Copy the forum post between "In response to" and "any of this.", inclusive, swapping "rebus" for "puzzle" throughout.

= SOURCE EXCERPT =
^^^^^^^^^^^^^^^^
In response to the following from Matt Ottinger in this thread:

Quote
I have two memories that may have been from different eras [Concentration]. I'm remembering they would replace the old rebus with a new one, so the next episode would start with the same squares revealed, but a new rebus underneath. But I'm also remembering an explanation from Downs (or maybe Clayton) after the show had gone to tape that they would be finishing the game immediately and we viewers would see the conclusion at the beginning of the next show. Some of our even older members (or those my age with better memories) might be able to confirm or deny any of this.

   I do recall during the 1960s when I watched the show when I was home from school that when a program ended in the middle of a game, they would reveal the game's entire puzzle for the home and studio audiences, then bring the contestants back on the next day's show with the following conditions present for their "resumed" game.

   1. A new rebus puzzle would replace they were playing before.
^^^^^^^^^^^^^^^^
= PROVIDED MATERIAL =
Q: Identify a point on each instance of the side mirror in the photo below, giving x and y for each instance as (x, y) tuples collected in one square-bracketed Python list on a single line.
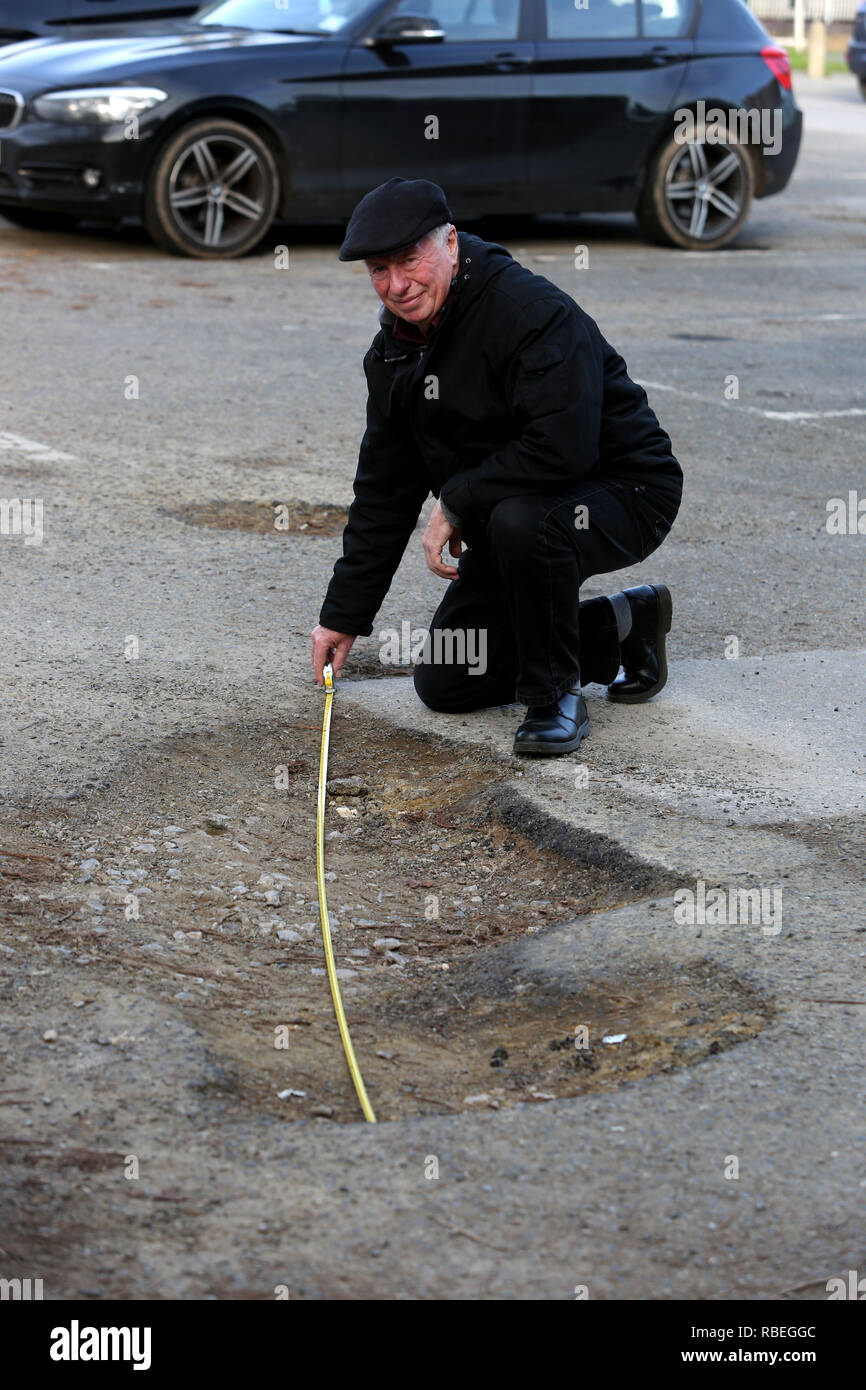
^^^^^^^^^^^^^^^^
= RESULT OF THE EXERCISE =
In response to the following from Matt Ottinger in this thread:

Quote
I have two memories that may have been from different eras [Concentration]. I'm remembering they would replace the old puzzle with a new one, so the next episode would start with the same squares revealed, but a new puzzle underneath. But I'm also remembering an explanation from Downs (or maybe Clayton) after the show had gone to tape that they would be finishing the game immediately and we viewers would see the conclusion at the beginning of the next show. Some of our even older members (or those my age with better memories) might be able to confirm or deny any of this.